Start of Data records

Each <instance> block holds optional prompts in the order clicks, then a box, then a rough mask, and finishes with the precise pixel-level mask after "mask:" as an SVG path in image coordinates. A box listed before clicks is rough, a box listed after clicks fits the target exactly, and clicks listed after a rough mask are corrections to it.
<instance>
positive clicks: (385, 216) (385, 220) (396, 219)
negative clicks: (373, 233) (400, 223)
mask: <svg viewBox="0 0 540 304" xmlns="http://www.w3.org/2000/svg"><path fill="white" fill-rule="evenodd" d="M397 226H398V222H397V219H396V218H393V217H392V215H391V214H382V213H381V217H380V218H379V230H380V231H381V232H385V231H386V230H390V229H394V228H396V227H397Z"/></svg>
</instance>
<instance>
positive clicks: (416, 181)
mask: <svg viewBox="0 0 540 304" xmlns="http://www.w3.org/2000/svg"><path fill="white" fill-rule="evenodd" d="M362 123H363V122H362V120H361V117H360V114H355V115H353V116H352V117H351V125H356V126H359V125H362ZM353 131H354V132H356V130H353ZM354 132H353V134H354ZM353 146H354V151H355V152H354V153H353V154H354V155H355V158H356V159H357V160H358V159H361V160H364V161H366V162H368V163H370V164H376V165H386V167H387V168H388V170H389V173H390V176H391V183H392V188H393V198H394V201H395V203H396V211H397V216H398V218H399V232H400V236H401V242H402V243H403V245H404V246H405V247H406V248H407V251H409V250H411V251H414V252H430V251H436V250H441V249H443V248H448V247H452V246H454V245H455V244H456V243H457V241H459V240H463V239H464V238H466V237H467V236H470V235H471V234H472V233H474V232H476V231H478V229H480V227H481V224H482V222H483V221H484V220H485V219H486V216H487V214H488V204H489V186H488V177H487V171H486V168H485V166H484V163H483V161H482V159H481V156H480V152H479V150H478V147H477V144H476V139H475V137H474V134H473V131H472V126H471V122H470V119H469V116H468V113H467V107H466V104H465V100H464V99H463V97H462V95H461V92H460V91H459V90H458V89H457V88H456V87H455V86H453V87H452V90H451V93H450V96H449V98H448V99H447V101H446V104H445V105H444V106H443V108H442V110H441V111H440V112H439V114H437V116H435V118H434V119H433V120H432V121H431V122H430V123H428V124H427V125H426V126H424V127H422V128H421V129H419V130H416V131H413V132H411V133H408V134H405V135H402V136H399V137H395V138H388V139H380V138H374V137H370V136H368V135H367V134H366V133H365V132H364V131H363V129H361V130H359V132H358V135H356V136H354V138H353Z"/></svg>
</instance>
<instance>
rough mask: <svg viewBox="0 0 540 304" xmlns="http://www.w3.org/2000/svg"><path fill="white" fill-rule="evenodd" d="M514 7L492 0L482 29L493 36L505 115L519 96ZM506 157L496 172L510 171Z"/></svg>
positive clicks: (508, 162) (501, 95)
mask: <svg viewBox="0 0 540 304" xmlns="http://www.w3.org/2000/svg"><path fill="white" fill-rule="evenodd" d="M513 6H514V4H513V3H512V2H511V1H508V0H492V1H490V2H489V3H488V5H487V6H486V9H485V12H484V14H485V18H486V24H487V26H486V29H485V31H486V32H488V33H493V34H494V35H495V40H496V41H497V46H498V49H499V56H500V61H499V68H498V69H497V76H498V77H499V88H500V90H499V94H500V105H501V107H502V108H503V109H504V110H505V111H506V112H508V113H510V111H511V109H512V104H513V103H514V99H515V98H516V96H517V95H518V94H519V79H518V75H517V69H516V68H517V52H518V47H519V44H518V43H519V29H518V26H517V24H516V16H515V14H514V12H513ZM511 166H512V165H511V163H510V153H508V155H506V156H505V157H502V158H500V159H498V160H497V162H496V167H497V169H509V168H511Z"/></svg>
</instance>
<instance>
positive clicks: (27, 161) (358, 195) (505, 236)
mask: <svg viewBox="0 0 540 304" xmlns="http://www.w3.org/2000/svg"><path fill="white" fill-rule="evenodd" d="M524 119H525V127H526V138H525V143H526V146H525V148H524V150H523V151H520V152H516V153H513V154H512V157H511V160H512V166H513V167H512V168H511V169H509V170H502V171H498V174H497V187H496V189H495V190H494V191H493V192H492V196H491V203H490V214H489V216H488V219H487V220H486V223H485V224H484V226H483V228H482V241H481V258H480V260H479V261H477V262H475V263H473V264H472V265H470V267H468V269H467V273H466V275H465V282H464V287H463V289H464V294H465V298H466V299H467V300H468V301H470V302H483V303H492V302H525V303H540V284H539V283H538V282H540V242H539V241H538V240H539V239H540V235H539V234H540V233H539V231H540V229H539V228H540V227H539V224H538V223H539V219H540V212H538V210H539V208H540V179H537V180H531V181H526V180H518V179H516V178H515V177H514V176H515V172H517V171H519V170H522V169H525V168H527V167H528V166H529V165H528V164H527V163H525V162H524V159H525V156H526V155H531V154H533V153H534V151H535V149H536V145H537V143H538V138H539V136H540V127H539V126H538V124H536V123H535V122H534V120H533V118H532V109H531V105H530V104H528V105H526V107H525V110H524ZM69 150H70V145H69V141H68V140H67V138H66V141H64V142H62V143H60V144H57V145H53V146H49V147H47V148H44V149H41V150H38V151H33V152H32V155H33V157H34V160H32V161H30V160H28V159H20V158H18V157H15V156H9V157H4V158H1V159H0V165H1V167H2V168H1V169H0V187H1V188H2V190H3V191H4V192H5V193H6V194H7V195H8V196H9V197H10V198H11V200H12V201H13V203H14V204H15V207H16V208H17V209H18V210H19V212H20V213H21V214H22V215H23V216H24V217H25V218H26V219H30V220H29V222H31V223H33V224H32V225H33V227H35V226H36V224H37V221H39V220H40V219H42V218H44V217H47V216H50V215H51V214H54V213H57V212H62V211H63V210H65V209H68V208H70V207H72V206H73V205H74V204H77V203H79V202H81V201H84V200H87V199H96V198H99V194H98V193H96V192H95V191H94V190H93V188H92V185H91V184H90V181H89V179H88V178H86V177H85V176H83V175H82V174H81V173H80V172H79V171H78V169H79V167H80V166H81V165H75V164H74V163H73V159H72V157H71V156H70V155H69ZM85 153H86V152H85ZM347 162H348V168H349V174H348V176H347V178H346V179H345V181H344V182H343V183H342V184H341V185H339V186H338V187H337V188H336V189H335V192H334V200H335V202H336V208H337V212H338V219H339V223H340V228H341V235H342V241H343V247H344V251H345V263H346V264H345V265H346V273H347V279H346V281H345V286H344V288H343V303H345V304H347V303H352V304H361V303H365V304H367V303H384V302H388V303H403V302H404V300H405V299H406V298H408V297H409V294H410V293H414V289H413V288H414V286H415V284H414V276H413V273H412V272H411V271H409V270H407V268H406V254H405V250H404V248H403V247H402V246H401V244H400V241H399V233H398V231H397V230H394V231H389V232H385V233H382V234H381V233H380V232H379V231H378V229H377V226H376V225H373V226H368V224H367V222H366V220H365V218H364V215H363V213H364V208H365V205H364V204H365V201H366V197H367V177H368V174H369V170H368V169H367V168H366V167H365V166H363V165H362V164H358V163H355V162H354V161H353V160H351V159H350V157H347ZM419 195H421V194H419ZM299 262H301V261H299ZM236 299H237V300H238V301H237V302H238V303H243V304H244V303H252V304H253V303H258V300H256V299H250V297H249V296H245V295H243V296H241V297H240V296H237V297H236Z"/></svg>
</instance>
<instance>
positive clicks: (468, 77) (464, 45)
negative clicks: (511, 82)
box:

End of Data records
Start of Data records

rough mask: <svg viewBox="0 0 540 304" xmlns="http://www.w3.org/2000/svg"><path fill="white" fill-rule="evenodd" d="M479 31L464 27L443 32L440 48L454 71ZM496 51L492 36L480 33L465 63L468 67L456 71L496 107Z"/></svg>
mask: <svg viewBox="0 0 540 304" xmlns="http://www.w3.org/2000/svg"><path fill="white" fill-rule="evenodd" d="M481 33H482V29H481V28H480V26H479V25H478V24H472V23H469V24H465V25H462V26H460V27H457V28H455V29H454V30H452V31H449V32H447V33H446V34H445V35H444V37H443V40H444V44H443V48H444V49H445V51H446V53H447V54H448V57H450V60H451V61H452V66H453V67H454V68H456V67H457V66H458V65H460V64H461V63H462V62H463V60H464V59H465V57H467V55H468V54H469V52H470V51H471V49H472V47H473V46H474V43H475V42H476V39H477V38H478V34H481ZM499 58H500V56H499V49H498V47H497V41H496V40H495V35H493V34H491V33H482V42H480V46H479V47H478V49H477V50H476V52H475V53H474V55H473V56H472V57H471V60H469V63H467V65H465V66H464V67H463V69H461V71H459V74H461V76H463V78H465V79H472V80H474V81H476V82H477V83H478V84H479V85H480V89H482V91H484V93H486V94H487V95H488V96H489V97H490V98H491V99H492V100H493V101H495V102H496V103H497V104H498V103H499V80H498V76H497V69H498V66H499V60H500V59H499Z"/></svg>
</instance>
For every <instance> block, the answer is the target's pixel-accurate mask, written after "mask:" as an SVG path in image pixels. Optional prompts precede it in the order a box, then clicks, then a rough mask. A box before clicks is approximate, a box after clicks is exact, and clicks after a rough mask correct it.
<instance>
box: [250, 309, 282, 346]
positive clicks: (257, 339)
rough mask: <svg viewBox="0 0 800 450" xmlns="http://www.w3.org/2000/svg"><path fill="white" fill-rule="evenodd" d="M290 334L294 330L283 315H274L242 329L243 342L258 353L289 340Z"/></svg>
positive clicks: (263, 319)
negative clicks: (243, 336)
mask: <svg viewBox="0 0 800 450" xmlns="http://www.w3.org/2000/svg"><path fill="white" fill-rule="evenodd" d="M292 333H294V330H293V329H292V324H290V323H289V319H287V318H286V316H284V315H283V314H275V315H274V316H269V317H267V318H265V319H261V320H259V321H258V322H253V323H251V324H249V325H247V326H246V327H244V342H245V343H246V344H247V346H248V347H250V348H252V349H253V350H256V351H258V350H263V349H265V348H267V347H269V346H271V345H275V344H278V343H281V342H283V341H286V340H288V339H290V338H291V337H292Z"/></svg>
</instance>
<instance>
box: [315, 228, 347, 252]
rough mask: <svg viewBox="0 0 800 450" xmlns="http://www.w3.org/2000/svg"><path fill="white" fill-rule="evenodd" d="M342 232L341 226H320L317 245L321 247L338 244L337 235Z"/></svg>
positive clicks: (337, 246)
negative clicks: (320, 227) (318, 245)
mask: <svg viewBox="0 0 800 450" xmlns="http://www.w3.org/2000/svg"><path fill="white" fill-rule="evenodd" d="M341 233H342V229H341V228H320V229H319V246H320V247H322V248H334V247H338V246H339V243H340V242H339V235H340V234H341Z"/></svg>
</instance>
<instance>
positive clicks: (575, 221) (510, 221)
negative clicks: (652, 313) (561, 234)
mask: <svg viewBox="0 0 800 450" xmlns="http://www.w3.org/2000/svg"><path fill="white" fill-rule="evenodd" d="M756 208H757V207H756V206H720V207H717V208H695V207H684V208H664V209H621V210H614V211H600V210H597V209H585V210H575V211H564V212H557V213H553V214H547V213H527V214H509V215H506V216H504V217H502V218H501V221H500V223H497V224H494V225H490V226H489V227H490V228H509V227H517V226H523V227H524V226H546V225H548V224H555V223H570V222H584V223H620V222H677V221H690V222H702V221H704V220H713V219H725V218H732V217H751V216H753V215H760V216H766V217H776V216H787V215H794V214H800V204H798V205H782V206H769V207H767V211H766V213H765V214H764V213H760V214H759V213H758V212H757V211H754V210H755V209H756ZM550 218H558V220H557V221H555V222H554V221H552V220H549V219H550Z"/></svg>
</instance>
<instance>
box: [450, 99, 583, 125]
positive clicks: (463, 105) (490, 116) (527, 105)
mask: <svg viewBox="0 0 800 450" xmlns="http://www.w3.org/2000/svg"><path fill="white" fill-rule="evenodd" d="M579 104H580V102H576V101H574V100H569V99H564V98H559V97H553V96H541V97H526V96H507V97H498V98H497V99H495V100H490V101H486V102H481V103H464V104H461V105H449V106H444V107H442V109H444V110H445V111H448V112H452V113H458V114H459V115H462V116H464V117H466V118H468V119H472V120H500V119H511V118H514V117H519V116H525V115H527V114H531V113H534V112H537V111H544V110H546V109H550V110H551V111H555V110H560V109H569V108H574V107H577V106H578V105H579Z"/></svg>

End of Data records

Please copy the rows above word for word, beginning with the line that contains "Each <instance> block" and continuing through the line that contains "negative clicks: (373, 233) (400, 223)".

Each <instance> block holds optional prompts in the order clicks, then a box, then a rough mask, and finishes with the precise pixel-level mask after "mask:" as an SVG path in image coordinates. A box listed before clicks is rough, a box listed after clicks fits the target exactly, and clicks listed after a rough mask are corrections to it.
<instance>
positive clicks: (385, 216) (385, 220) (396, 219)
negative clicks: (373, 233) (400, 223)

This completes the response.